Find each line in the rows below that contains the string "black" and copy those lines. Case counts.
[Start Material shown]
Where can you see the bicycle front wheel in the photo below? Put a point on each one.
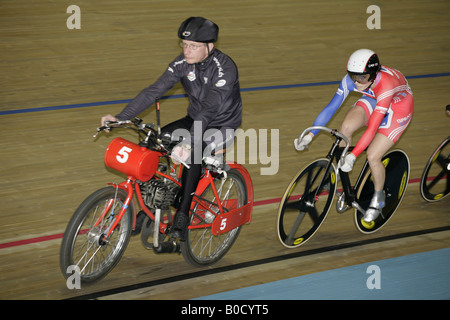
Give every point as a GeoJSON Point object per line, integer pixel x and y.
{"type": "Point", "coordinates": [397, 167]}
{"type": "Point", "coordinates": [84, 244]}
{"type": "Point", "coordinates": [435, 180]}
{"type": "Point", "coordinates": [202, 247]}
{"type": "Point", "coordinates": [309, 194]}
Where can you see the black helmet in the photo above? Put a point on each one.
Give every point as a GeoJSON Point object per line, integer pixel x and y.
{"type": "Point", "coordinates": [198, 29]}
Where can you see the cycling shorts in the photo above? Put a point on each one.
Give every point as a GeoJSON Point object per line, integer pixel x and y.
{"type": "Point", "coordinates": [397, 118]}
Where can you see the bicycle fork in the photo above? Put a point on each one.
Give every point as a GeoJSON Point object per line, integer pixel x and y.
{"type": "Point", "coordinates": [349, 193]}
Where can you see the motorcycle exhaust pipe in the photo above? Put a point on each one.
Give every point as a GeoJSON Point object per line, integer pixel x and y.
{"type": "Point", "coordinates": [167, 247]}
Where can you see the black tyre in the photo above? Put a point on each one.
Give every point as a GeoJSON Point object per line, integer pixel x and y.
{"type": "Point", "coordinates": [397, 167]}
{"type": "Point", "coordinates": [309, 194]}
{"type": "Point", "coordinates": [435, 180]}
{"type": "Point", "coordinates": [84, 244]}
[End Material shown]
[Start Material shown]
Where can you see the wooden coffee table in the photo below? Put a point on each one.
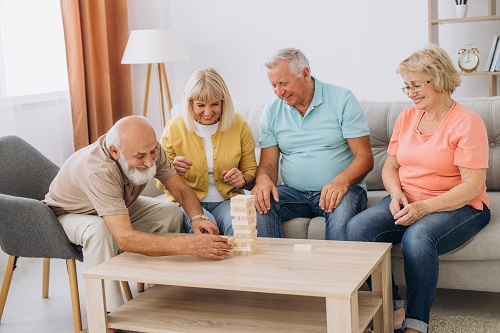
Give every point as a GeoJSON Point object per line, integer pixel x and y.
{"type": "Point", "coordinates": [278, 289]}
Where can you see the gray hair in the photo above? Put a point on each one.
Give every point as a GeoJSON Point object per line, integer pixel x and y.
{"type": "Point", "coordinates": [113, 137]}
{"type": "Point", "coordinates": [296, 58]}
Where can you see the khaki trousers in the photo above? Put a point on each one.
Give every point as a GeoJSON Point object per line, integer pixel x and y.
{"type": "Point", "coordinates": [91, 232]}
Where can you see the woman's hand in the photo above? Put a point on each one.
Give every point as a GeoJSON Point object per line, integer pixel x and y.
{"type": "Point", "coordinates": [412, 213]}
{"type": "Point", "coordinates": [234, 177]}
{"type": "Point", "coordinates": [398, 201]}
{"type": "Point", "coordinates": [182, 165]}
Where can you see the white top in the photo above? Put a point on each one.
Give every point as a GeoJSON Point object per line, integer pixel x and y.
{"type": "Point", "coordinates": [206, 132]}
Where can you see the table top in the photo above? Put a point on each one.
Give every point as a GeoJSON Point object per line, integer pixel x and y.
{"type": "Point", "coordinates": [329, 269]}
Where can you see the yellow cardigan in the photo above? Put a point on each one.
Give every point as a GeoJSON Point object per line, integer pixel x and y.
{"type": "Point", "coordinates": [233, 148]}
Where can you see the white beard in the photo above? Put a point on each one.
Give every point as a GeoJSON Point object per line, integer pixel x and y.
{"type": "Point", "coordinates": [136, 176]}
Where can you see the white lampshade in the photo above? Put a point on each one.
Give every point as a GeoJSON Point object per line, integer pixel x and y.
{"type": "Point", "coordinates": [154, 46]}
[End Material shown]
[Start Material shown]
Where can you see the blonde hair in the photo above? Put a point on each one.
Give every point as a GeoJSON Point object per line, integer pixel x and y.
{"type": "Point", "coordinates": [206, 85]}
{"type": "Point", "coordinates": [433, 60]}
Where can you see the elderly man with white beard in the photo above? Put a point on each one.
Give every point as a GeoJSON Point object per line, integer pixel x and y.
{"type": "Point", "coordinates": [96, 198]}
[End Material shown]
▸ Complete output
Where can you see the black helmet in the photo above? Put a point on each one.
Where can you see the black tyre in the photo above? Put a point on each one.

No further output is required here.